===== Records for this exercise =====

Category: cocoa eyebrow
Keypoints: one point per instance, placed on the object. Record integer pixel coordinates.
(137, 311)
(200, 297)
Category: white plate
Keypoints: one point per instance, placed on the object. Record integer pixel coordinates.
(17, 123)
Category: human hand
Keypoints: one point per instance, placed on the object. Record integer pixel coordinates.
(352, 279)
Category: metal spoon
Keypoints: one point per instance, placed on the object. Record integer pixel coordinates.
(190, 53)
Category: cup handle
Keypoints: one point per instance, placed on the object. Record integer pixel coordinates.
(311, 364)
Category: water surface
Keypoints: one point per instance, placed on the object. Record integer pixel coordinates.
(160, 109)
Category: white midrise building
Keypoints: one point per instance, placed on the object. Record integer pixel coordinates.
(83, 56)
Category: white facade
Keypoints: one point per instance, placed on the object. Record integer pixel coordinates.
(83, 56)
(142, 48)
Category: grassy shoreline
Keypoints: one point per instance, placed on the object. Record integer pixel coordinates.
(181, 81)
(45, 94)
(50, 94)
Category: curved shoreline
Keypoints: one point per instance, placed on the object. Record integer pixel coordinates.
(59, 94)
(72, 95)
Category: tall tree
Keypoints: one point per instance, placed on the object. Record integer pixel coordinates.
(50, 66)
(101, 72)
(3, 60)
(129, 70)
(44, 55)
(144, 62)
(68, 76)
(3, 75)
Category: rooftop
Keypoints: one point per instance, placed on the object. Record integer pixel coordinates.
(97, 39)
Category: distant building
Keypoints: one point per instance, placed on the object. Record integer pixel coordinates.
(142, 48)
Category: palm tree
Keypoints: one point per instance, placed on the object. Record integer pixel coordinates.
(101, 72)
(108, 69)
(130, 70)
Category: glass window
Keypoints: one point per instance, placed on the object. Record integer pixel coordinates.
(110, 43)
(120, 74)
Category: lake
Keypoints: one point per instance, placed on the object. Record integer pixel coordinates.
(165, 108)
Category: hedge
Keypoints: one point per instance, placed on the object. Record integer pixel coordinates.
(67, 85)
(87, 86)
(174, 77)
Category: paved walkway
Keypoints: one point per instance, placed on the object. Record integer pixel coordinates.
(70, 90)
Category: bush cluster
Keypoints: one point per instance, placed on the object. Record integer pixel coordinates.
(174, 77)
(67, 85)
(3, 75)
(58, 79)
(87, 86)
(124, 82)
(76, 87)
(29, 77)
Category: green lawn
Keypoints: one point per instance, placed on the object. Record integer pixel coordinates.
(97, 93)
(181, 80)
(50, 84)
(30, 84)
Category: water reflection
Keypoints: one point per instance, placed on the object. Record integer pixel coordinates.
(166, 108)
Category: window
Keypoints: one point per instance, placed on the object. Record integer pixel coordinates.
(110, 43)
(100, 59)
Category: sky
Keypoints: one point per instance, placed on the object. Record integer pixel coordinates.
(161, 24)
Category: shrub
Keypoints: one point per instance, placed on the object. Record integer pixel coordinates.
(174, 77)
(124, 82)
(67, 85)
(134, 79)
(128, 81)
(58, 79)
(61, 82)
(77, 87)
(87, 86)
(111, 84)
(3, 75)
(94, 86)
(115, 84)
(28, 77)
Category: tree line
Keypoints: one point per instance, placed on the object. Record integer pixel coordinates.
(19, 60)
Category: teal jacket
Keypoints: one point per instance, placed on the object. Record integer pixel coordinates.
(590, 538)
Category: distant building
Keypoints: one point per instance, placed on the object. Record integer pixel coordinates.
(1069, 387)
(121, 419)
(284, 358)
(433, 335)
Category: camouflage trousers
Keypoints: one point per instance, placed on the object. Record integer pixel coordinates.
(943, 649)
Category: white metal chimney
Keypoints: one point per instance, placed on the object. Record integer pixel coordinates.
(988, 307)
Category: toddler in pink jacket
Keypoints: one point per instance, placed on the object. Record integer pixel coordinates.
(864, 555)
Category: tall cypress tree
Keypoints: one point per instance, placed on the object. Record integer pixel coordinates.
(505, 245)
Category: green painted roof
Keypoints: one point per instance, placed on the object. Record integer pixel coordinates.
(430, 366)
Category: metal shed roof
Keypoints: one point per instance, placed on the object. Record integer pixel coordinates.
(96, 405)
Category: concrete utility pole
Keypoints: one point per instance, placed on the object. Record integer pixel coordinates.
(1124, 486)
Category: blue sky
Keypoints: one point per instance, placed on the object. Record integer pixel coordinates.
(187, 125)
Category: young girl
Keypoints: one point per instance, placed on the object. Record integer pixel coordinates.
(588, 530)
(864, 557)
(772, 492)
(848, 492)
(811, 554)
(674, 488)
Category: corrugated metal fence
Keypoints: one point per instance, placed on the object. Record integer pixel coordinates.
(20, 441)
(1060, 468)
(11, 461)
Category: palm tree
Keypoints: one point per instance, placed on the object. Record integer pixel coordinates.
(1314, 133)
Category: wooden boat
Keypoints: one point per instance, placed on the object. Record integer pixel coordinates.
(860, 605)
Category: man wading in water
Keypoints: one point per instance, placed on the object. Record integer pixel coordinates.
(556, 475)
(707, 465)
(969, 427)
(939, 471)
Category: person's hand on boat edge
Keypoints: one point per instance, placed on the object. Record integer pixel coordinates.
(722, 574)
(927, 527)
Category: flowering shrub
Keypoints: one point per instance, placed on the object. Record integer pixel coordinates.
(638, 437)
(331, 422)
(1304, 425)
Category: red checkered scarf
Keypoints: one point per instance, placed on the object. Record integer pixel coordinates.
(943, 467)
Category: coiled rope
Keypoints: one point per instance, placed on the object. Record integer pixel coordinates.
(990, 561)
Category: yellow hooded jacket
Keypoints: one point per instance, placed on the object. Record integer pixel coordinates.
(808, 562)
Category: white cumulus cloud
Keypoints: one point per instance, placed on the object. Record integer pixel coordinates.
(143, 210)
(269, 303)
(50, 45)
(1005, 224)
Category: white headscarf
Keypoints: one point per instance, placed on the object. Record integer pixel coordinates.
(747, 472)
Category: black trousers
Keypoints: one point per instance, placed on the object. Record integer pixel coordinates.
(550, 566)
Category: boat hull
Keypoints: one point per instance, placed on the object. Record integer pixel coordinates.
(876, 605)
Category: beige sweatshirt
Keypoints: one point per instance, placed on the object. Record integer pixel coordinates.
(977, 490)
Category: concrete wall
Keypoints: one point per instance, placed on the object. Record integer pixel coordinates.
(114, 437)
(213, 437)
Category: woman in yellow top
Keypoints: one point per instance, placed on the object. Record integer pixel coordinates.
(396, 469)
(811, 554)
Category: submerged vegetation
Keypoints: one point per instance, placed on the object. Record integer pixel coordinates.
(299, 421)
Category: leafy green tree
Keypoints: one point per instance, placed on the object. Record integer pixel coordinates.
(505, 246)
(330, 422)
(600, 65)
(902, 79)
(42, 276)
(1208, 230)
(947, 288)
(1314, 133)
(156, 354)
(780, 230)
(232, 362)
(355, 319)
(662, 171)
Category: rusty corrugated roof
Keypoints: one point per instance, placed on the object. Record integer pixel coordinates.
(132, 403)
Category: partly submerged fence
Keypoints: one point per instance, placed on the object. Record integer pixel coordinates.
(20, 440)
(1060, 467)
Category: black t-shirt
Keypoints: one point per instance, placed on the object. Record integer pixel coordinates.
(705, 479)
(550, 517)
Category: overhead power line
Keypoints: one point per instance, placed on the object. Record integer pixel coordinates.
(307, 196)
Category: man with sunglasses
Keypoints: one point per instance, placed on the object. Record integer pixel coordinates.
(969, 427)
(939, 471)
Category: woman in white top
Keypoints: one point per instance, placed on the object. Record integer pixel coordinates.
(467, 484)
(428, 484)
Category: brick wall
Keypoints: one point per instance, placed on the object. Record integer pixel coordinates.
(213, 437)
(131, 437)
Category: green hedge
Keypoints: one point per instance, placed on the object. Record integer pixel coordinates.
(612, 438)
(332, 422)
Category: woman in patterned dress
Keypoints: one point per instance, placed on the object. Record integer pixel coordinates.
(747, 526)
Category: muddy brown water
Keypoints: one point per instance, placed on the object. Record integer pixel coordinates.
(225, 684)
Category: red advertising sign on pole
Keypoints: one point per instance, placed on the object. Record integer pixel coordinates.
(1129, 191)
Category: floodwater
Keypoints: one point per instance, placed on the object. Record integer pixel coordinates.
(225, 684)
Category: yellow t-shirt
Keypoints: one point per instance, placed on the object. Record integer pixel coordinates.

=====

> [Work required]: Your task is to restate, word for word, the lines from the beginning of the records to the line with "Category: white facade", inclusive.

> [Solution to this exercise]:
Category: cocoa eyebrow
Keypoints: one point per instance, placed on the object. Record integer pixel coordinates.
(137, 311)
(200, 297)
Category: white plate
Keypoints: one point per instance, placed on the object. Record integer pixel coordinates.
(17, 123)
Category: human hand
Keypoints: one point per instance, placed on the object. Record integer pixel coordinates.
(352, 279)
Category: metal spoon
Keypoints: one point per instance, placed on the object. Record integer pixel coordinates.
(190, 53)
Category: cup handle
Keypoints: one point per instance, placed on the object. Record integer pixel coordinates.
(311, 364)
Category: water surface
Keypoints: one point per instance, placed on the object. Record integer pixel coordinates.
(160, 109)
Category: white midrise building
Keypoints: one point per instance, placed on the object. Record integer pixel coordinates.
(83, 56)
Category: white facade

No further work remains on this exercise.